- **AIM**:
Count the lines in the entries below that contain the string "roof", treating uppercase and lowercase as different, and reply with only the number.

- - -

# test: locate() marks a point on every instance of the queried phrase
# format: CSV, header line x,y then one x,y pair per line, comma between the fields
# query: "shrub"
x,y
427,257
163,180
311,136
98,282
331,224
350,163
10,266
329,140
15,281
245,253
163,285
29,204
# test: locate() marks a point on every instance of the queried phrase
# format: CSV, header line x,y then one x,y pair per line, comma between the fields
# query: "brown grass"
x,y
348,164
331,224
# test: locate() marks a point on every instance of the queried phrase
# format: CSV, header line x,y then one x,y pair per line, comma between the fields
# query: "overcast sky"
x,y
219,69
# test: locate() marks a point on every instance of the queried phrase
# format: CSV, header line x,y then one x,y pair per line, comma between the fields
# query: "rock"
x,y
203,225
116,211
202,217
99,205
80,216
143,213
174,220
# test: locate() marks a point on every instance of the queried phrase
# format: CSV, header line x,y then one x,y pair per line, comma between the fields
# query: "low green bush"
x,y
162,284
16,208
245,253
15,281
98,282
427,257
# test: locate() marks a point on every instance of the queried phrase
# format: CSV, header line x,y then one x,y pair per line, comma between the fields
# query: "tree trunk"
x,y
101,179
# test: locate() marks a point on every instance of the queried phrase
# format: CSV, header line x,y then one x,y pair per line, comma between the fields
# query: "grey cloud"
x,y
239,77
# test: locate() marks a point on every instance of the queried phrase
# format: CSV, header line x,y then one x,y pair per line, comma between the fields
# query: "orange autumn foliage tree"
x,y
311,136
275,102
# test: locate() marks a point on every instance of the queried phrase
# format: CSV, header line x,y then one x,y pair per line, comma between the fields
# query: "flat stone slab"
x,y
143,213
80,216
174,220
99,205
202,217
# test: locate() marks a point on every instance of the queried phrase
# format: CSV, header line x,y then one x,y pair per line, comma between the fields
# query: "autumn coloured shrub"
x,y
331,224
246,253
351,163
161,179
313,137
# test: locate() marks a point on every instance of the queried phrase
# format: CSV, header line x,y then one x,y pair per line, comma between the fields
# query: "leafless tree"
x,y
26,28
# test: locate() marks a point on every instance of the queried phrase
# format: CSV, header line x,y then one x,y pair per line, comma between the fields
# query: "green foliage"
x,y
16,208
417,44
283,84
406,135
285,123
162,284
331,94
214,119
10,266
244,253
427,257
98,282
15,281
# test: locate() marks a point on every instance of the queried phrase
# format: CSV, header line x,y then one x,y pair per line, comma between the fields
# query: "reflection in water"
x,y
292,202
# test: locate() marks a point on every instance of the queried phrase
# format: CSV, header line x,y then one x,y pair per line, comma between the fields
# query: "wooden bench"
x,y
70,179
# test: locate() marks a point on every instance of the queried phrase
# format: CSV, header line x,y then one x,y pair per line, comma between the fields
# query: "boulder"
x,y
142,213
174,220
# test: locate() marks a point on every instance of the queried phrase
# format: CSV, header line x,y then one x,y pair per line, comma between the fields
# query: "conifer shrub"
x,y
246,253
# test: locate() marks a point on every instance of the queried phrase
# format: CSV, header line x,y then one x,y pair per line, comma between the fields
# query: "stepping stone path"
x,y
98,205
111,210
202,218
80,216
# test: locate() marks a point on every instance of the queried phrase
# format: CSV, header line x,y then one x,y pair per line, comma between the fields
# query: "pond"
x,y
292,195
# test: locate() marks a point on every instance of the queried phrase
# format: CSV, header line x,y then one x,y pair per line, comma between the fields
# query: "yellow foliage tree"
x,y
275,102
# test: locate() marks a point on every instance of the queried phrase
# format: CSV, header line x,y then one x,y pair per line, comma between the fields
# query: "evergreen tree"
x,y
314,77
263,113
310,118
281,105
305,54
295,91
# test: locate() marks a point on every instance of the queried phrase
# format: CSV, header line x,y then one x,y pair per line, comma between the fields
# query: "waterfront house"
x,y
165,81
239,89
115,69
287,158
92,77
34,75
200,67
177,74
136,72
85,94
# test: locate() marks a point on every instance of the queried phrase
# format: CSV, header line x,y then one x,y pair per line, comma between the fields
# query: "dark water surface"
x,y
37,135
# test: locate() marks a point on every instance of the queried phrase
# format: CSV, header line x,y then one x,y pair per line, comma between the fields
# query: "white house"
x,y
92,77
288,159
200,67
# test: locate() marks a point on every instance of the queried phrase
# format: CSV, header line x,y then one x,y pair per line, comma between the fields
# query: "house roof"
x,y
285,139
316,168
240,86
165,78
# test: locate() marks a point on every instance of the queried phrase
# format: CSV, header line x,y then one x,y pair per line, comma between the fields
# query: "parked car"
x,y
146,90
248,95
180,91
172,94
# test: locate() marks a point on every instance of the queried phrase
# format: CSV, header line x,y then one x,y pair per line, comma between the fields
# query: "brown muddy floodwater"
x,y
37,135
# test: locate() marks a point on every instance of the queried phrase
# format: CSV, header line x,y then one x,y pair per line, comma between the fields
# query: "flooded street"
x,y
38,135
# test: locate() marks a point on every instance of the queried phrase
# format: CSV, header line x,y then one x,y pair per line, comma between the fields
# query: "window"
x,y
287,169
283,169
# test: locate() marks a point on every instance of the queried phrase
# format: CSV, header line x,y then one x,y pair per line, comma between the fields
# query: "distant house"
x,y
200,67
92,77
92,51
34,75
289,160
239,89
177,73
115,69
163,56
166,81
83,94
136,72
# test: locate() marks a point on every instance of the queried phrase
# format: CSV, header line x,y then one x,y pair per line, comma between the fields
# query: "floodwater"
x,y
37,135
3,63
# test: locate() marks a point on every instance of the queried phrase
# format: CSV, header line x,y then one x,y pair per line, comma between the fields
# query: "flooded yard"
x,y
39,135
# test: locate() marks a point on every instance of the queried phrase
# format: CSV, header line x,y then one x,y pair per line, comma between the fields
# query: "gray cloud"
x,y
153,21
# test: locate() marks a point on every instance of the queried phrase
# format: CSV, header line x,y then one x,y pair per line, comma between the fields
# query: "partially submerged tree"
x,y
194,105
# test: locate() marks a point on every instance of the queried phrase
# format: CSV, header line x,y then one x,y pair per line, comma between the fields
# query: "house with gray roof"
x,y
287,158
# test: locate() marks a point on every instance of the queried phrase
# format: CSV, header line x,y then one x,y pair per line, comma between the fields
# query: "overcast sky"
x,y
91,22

- - -

- **COMPLETE OUTPUT**:
2